Restate all the data exactly, so that each line is the same as before.

** Data excerpts follows **

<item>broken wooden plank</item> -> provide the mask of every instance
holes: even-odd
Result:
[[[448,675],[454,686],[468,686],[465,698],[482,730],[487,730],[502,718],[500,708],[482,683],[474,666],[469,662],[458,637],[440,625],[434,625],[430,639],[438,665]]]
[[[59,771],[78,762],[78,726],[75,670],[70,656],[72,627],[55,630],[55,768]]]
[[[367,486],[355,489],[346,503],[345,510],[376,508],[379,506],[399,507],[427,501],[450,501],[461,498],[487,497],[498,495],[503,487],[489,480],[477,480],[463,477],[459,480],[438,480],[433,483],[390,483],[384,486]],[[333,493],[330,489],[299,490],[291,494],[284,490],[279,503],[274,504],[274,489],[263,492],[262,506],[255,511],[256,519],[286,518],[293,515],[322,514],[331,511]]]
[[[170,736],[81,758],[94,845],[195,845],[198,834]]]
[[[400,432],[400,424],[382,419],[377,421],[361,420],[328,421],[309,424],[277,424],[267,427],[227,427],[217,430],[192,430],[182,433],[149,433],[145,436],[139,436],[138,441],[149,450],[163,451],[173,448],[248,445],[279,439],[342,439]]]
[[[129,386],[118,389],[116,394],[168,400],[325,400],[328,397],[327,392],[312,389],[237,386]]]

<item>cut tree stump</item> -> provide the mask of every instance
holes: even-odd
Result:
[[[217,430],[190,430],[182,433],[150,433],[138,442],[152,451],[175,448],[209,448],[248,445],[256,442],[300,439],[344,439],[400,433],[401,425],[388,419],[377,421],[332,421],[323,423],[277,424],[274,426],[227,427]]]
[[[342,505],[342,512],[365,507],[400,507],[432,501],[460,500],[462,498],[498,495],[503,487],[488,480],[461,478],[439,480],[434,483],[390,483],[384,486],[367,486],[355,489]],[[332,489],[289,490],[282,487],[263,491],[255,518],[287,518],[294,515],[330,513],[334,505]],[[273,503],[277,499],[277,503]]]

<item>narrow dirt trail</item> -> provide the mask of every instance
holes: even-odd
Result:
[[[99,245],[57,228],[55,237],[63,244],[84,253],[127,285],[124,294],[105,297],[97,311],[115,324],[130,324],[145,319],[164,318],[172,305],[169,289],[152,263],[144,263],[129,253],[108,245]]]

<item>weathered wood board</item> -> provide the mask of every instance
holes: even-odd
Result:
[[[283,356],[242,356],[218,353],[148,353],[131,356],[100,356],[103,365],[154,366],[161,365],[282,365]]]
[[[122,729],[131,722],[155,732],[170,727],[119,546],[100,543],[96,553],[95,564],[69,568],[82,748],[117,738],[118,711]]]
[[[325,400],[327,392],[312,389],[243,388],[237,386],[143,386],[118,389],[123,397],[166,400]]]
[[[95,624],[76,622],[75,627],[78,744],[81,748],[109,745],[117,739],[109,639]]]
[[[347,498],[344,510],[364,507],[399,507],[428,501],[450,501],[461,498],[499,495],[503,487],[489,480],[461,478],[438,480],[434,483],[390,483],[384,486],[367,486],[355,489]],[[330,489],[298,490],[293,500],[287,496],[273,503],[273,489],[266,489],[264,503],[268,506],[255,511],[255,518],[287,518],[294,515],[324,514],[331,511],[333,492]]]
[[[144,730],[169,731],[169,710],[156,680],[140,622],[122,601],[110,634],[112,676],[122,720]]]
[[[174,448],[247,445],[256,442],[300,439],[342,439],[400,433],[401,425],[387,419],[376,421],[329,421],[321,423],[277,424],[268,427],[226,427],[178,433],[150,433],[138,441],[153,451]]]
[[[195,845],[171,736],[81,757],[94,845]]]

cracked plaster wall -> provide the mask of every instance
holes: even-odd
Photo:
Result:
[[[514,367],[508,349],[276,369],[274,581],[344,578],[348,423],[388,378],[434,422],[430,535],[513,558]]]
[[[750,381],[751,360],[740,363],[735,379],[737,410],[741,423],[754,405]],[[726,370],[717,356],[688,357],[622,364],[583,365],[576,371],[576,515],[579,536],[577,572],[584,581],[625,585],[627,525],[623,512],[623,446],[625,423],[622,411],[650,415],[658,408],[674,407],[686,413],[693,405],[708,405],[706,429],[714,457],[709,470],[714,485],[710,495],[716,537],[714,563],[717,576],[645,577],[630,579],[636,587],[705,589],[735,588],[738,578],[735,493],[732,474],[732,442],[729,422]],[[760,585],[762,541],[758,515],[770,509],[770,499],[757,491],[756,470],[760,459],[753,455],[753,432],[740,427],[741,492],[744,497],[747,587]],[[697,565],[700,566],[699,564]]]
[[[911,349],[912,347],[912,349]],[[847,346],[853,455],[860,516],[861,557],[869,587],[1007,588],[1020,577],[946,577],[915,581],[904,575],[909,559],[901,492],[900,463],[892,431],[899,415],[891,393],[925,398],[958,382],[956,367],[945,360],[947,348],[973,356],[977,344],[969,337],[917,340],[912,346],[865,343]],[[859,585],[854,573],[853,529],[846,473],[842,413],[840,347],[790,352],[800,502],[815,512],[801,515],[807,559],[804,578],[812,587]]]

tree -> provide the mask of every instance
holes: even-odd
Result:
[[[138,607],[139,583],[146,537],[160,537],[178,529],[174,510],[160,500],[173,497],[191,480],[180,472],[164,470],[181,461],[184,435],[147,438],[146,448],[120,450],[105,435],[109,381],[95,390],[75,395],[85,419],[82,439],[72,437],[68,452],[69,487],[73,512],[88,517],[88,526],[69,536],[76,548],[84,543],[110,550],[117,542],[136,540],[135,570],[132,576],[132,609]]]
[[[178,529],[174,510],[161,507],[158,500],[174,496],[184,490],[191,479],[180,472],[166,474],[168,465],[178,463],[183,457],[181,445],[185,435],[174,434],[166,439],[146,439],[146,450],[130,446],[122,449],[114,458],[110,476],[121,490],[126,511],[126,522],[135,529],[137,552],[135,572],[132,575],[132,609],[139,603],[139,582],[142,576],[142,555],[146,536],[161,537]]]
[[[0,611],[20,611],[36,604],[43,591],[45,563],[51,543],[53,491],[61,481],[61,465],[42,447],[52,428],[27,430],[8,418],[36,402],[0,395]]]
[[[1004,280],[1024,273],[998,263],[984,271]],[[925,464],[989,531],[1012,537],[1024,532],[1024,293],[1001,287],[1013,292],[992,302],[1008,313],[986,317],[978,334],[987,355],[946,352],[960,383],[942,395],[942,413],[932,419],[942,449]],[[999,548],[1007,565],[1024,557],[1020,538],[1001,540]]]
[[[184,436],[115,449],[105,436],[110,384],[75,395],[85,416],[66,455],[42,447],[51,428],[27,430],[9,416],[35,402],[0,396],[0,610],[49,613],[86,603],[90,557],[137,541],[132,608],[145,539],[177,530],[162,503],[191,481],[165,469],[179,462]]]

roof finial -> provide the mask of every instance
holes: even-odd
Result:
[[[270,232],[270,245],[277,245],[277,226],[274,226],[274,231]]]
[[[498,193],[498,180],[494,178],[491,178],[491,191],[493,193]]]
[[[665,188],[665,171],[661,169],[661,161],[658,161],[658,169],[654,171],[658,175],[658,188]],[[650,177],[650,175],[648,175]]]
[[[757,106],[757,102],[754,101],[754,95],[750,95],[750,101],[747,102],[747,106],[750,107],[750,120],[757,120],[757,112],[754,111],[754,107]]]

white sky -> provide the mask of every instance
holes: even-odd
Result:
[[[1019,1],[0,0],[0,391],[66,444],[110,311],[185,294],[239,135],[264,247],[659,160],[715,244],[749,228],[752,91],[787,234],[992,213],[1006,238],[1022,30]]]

** End of Data excerpts **

◆ Answer for the task ◆
<item>broken wooden plank</item> -> provide the mask of every instance
holes: even-odd
Result:
[[[448,675],[454,686],[468,686],[465,698],[482,730],[487,730],[502,718],[500,708],[482,683],[474,666],[469,662],[458,637],[440,625],[434,625],[430,639],[438,665]]]
[[[59,771],[78,762],[78,726],[75,670],[70,656],[72,627],[55,630],[55,768]]]
[[[367,486],[355,489],[346,503],[345,510],[376,508],[379,506],[399,507],[427,501],[450,501],[461,498],[487,497],[498,495],[503,487],[489,480],[477,480],[463,477],[459,480],[438,480],[433,483],[390,483],[384,486]],[[333,493],[330,489],[299,490],[291,494],[284,490],[279,503],[274,504],[274,489],[263,492],[262,506],[255,511],[256,519],[286,518],[293,515],[322,514],[331,511]]]
[[[170,736],[81,758],[94,845],[195,845],[198,834]]]
[[[400,432],[400,424],[382,419],[377,421],[361,420],[328,421],[309,424],[277,424],[267,427],[227,427],[217,430],[192,430],[182,433],[149,433],[145,436],[139,436],[138,441],[149,450],[163,451],[173,448],[248,445],[279,439],[342,439]]]
[[[129,386],[118,389],[116,394],[168,400],[325,400],[328,397],[327,392],[312,389],[237,386]]]

<item>cut tree stump</item> -> provide the mask of every instance
holes: even-odd
Result:
[[[217,430],[190,430],[182,433],[150,433],[138,442],[152,451],[175,448],[209,448],[248,445],[256,442],[300,439],[344,439],[400,433],[401,425],[388,419],[377,421],[332,421],[323,423],[277,424],[274,426],[227,427]]]
[[[342,505],[342,512],[365,507],[400,507],[432,501],[460,500],[462,498],[498,495],[503,487],[488,480],[461,478],[439,480],[434,483],[390,483],[384,486],[367,486],[355,489]],[[332,489],[289,490],[282,487],[263,491],[255,518],[287,518],[294,515],[330,513],[334,505]],[[273,503],[277,499],[277,503]]]

<item>narrow dirt trail</item> -> provide the mask of every instance
holes: even-odd
Result:
[[[99,245],[57,228],[55,237],[63,244],[84,253],[127,285],[124,294],[105,297],[97,311],[115,324],[130,324],[145,319],[164,318],[172,305],[169,289],[152,263],[144,263],[129,253],[108,245]]]

<item>weathered wood board</item> -> provide the mask of every instance
holes: even-odd
Result:
[[[283,356],[242,356],[218,353],[148,353],[131,356],[100,356],[103,365],[154,366],[161,365],[282,365]]]
[[[122,729],[131,722],[155,732],[170,727],[119,546],[100,543],[96,553],[95,564],[69,568],[82,748],[117,738],[118,711]]]
[[[325,400],[327,392],[312,389],[243,388],[237,386],[143,386],[118,389],[123,397],[166,400]]]
[[[95,624],[76,622],[75,627],[78,744],[81,748],[109,745],[117,739],[109,639]]]
[[[347,498],[344,510],[364,507],[399,507],[428,501],[450,501],[461,498],[499,495],[503,487],[489,480],[461,478],[438,480],[434,483],[390,483],[384,486],[367,486],[355,489]],[[330,489],[298,490],[293,500],[287,496],[273,503],[273,489],[266,489],[264,503],[268,506],[255,511],[255,518],[287,518],[294,515],[324,514],[331,511],[333,492]]]
[[[144,730],[169,731],[169,710],[156,680],[140,622],[122,601],[110,634],[112,676],[122,720]]]
[[[174,448],[247,445],[256,442],[300,439],[342,439],[400,433],[401,425],[387,419],[376,421],[329,421],[321,423],[277,424],[268,427],[226,427],[178,433],[150,433],[138,441],[153,451]]]
[[[195,845],[171,736],[81,757],[94,845]]]

cracked plaster wall -> provide the mask of every instance
holes: even-odd
Photo:
Result:
[[[514,367],[508,349],[276,369],[274,581],[344,578],[348,423],[388,378],[434,422],[430,535],[513,558]]]
[[[750,381],[751,360],[740,363],[735,379],[737,410],[741,423],[754,405]],[[726,370],[717,356],[688,357],[622,364],[583,365],[576,371],[576,515],[579,536],[577,572],[584,581],[625,585],[627,525],[623,512],[623,446],[625,423],[622,411],[650,415],[658,408],[674,407],[686,413],[693,405],[708,405],[706,429],[714,457],[709,470],[714,485],[710,495],[716,537],[714,563],[717,576],[645,577],[630,579],[636,587],[705,589],[735,588],[738,578],[735,493],[732,474],[732,442],[729,422]],[[760,585],[762,541],[758,515],[770,509],[770,499],[757,491],[756,470],[760,459],[753,455],[753,432],[740,427],[741,492],[744,497],[747,587]],[[697,565],[700,566],[699,564]]]
[[[911,349],[912,347],[912,349]],[[847,346],[853,455],[860,516],[861,557],[869,587],[1007,588],[1020,577],[946,577],[915,581],[904,575],[909,559],[901,492],[900,463],[892,431],[899,415],[891,393],[925,398],[958,382],[956,367],[945,360],[947,348],[973,356],[977,344],[969,337],[917,340],[912,346],[865,343]],[[859,585],[854,573],[853,529],[846,473],[842,413],[840,347],[790,352],[800,502],[815,512],[801,515],[807,559],[804,578],[812,587]]]

tree -> provide the mask of every instance
holes: even-odd
Result:
[[[138,607],[139,583],[146,537],[160,537],[178,529],[174,510],[160,500],[173,497],[191,480],[180,472],[164,470],[181,461],[184,435],[147,438],[146,448],[120,450],[105,435],[109,381],[95,390],[75,395],[85,419],[82,439],[72,437],[68,452],[69,487],[73,512],[88,517],[88,526],[69,536],[76,548],[84,543],[110,550],[117,542],[136,540],[135,570],[132,576],[132,609]]]
[[[178,529],[174,510],[161,507],[158,500],[174,496],[184,490],[191,479],[180,472],[166,474],[168,465],[178,463],[183,457],[181,445],[185,435],[174,434],[166,439],[146,439],[146,450],[130,446],[122,449],[114,458],[110,476],[121,490],[126,511],[126,522],[135,529],[137,552],[135,572],[132,575],[132,609],[139,603],[139,582],[142,576],[142,555],[146,536],[161,537]]]
[[[0,611],[20,611],[36,604],[43,591],[45,563],[51,543],[53,491],[61,481],[61,465],[42,447],[52,428],[27,430],[8,418],[36,402],[0,395]]]
[[[1004,280],[1024,273],[998,263],[984,271]],[[925,464],[989,531],[1012,537],[1024,532],[1024,293],[1001,287],[1013,292],[992,302],[1008,313],[986,317],[978,334],[987,355],[946,352],[960,383],[942,395],[942,413],[932,419],[942,449]],[[999,548],[1007,565],[1024,557],[1020,538],[1001,540]]]
[[[184,436],[115,449],[105,436],[110,384],[75,395],[85,416],[66,455],[42,447],[51,428],[27,430],[9,416],[35,402],[0,396],[0,610],[49,613],[86,603],[90,557],[137,541],[132,608],[145,539],[177,530],[162,503],[191,481],[165,469],[179,462]]]

roof finial -> provide the mask of every instance
holes: even-odd
Result:
[[[270,232],[270,245],[277,245],[277,226],[274,226],[274,231]]]
[[[498,193],[498,180],[494,178],[491,178],[491,191],[493,193]]]
[[[665,188],[665,171],[661,169],[661,161],[658,161],[658,169],[654,171],[658,175],[658,188]],[[650,177],[650,175],[648,175]]]
[[[757,106],[757,102],[754,101],[754,95],[750,95],[750,101],[747,102],[747,106],[750,107],[750,120],[757,120],[757,112],[754,111],[754,107]]]

white sky -> provide the mask of every instance
holes: even-odd
Result:
[[[1019,1],[0,0],[0,391],[66,444],[110,311],[185,294],[239,135],[264,247],[659,160],[715,244],[749,228],[752,91],[787,234],[992,213],[1006,238],[1022,30]]]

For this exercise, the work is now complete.